- **WHAT THE EXERCISE ASKS**: Copy out, word for word, the stretch of the data from the line containing "of the white" through the end of the data, and copy nothing else.

:::::

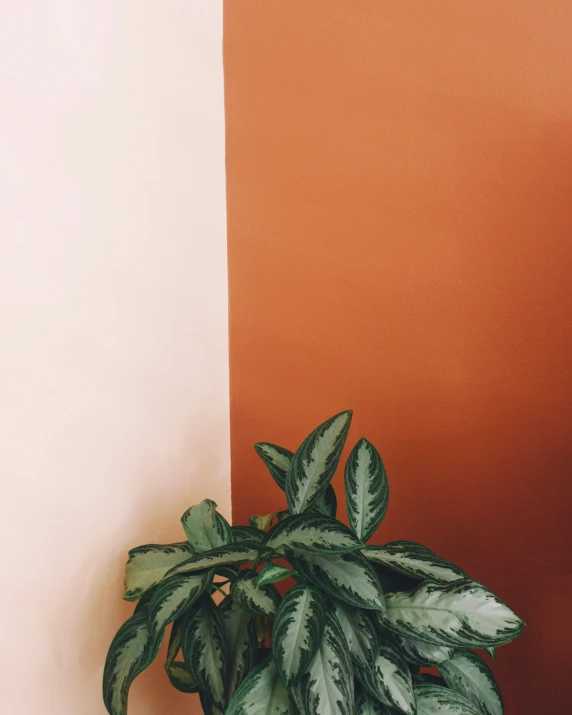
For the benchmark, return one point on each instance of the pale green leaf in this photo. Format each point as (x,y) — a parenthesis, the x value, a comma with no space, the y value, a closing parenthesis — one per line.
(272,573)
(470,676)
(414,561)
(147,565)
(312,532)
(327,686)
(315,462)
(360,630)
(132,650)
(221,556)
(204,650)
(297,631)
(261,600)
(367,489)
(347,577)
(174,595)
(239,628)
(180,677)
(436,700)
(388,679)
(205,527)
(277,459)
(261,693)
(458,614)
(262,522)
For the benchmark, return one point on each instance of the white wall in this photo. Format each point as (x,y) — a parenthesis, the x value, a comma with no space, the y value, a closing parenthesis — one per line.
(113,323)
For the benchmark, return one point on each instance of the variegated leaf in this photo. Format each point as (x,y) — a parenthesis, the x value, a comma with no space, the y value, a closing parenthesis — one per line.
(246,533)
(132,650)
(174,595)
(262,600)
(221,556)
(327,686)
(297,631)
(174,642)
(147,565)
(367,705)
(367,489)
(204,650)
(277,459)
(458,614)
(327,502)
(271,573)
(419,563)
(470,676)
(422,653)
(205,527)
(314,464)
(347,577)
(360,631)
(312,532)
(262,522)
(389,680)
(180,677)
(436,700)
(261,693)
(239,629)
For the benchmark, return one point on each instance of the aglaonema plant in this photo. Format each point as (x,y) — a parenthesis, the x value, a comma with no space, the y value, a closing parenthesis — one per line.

:::::

- **ANSWER BELOW**:
For the benchmark, return one point on each instance of the white wall in this photo. Format each point as (x,y) — a parenthesis, the x value, a comma with no space, the y value, a closing parenthesis — one per line.
(113,323)
For the benchmark, return one point on each instance of the variegated leaf in this photo. Format each point as (x,y) — a parenthesis, the x value, a comma with no space, the y value, a closing parenthesis — one per line.
(246,533)
(132,650)
(174,595)
(262,600)
(221,556)
(327,686)
(297,631)
(174,642)
(147,565)
(367,705)
(367,489)
(204,650)
(277,459)
(458,614)
(327,502)
(271,573)
(419,563)
(470,676)
(422,653)
(205,527)
(314,464)
(347,577)
(360,631)
(312,532)
(262,522)
(389,680)
(180,677)
(436,700)
(261,693)
(239,629)
For the benchmark, return one point on each instance of the aglaonema plant in this photo. Format each point as (x,y) — a parenthesis, the x value, a comma with no space, the y value, a closing parenthesis — one per line.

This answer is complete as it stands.